**Dataset rows:**
====================
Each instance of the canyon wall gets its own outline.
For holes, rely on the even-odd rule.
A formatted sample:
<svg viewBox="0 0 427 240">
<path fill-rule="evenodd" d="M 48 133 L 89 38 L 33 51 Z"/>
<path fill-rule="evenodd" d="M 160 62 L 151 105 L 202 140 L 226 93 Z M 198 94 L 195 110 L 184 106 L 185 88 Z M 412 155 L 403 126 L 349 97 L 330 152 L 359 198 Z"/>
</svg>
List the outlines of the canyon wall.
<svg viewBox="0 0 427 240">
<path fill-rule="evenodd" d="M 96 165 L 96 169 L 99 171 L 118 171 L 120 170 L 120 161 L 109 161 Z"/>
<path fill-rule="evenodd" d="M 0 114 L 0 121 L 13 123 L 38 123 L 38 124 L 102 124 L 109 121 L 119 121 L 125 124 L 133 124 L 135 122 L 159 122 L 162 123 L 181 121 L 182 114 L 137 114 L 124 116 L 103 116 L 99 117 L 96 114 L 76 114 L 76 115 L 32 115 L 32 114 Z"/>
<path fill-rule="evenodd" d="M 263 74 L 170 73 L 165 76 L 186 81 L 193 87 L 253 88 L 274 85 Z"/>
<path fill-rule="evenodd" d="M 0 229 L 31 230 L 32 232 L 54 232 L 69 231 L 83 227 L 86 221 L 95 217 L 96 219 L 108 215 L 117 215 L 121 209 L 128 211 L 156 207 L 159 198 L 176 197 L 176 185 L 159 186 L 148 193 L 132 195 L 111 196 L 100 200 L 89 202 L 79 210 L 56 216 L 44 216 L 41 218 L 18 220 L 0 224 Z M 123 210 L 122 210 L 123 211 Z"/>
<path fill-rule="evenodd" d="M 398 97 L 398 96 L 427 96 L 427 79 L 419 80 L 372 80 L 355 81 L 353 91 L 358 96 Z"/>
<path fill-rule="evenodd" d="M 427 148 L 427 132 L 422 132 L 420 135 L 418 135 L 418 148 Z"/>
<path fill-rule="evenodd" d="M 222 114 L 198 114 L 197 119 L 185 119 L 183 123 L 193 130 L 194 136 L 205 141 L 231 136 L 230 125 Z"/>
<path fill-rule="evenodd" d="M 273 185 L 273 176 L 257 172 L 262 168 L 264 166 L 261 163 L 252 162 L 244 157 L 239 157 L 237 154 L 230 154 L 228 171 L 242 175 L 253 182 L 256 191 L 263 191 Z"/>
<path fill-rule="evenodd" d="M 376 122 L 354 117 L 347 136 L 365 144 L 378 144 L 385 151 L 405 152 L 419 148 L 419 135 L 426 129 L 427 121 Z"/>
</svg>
====================
**Task instructions:**
Revise the entries above so that every instance of "canyon wall" reads "cliff face", and leave all other text unchanged.

**Result:**
Each instance of the cliff face gets its own outline.
For holes, rely on the even-odd rule.
A formatted sample:
<svg viewBox="0 0 427 240">
<path fill-rule="evenodd" d="M 48 133 L 89 38 L 33 51 Z"/>
<path fill-rule="evenodd" d="M 160 62 L 151 105 L 202 140 L 226 93 Z M 198 94 L 195 110 L 184 106 L 185 88 Z M 412 155 L 403 126 L 349 97 L 330 152 L 359 198 Z"/>
</svg>
List the outlines of the cliff face.
<svg viewBox="0 0 427 240">
<path fill-rule="evenodd" d="M 96 165 L 96 169 L 99 171 L 118 171 L 120 170 L 120 161 L 109 161 Z"/>
<path fill-rule="evenodd" d="M 0 114 L 0 121 L 13 123 L 38 123 L 38 124 L 102 124 L 109 121 L 119 121 L 125 124 L 133 124 L 135 122 L 159 122 L 162 123 L 181 121 L 182 114 L 137 114 L 124 116 L 103 116 L 99 117 L 96 114 L 76 114 L 76 115 L 32 115 L 32 114 Z"/>
<path fill-rule="evenodd" d="M 263 74 L 170 73 L 165 76 L 186 81 L 193 87 L 253 88 L 274 85 Z"/>
<path fill-rule="evenodd" d="M 0 229 L 31 230 L 32 232 L 54 232 L 69 231 L 83 227 L 86 221 L 95 217 L 96 219 L 108 215 L 117 215 L 121 209 L 128 211 L 156 207 L 159 198 L 176 197 L 176 185 L 159 186 L 148 193 L 132 195 L 111 196 L 100 200 L 89 202 L 79 210 L 56 216 L 44 216 L 41 218 L 18 220 L 0 224 Z M 123 210 L 122 210 L 123 211 Z"/>
<path fill-rule="evenodd" d="M 398 97 L 398 96 L 427 96 L 427 79 L 419 80 L 372 80 L 355 81 L 353 91 L 358 96 Z"/>
<path fill-rule="evenodd" d="M 427 148 L 427 132 L 422 132 L 420 135 L 418 135 L 418 148 Z"/>
<path fill-rule="evenodd" d="M 222 114 L 198 114 L 197 119 L 185 119 L 183 123 L 193 130 L 194 136 L 205 141 L 231 136 L 230 125 Z"/>
<path fill-rule="evenodd" d="M 273 185 L 273 176 L 257 172 L 262 168 L 264 166 L 261 163 L 252 162 L 244 157 L 239 157 L 237 154 L 230 154 L 228 171 L 242 175 L 253 182 L 256 191 L 263 191 Z"/>
<path fill-rule="evenodd" d="M 376 122 L 354 117 L 347 136 L 365 144 L 378 144 L 385 151 L 405 152 L 419 148 L 419 135 L 426 129 L 427 121 Z"/>
</svg>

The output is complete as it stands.